--- start of Exercise material ---

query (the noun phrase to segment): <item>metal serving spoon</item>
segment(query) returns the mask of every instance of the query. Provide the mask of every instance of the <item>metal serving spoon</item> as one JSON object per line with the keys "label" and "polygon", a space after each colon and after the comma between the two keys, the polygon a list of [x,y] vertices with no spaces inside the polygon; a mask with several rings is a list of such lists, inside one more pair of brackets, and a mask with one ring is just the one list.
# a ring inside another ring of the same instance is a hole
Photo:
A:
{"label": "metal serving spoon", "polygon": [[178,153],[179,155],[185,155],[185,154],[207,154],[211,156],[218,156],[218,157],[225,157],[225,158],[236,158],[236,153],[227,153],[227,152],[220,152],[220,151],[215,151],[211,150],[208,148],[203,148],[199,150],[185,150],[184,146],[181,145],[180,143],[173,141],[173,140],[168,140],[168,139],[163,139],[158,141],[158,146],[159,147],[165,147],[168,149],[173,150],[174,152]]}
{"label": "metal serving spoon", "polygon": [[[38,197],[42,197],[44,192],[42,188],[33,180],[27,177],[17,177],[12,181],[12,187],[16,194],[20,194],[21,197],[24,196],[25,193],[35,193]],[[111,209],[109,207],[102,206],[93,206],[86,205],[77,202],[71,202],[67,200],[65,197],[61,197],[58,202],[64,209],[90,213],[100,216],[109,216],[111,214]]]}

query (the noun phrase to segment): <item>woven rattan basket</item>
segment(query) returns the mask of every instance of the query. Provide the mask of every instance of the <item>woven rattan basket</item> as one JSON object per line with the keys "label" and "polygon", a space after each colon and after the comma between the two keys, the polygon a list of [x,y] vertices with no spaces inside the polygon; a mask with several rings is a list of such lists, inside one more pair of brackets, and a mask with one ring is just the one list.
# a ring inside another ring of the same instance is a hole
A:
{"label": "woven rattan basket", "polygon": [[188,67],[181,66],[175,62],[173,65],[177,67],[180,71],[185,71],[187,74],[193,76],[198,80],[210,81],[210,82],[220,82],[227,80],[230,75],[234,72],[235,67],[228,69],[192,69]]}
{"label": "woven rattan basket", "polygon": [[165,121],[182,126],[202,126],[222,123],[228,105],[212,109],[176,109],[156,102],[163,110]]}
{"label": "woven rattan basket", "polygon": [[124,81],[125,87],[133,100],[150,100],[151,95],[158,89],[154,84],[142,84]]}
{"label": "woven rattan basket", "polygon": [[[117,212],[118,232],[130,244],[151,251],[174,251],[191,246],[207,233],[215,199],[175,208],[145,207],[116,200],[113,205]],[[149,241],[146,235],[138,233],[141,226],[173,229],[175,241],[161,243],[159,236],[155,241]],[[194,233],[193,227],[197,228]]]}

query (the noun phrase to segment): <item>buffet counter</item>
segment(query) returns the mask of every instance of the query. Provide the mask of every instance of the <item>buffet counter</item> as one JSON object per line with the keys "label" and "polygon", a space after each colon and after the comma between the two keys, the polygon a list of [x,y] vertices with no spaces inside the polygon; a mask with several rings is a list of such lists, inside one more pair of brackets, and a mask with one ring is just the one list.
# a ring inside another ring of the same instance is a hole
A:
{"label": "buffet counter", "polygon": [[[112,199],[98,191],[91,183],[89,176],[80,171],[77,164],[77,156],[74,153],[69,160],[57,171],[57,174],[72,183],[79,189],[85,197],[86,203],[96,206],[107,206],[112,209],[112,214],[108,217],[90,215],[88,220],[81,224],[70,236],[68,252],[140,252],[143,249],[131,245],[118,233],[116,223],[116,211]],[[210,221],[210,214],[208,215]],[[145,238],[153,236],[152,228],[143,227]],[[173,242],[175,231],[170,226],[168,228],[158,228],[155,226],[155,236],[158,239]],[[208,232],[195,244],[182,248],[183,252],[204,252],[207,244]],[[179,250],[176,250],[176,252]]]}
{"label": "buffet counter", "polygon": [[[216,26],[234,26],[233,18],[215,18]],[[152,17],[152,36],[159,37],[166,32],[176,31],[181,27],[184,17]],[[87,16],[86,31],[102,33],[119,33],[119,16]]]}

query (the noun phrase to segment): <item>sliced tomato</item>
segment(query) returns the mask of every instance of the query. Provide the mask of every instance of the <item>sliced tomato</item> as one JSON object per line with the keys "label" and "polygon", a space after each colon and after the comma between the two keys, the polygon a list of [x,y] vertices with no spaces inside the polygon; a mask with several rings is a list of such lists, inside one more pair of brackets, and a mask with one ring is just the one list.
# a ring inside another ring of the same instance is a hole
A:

--- end of Exercise material ---

Aim of the exercise: Return each line above that includes the string "phrase". Case counts.

Completed exercise:
query (the noun phrase to segment): <item>metal serving spoon</item>
query (the noun phrase to segment): <item>woven rattan basket</item>
query (the noun phrase to segment): <item>buffet counter</item>
query (the noun phrase to segment): <item>sliced tomato</item>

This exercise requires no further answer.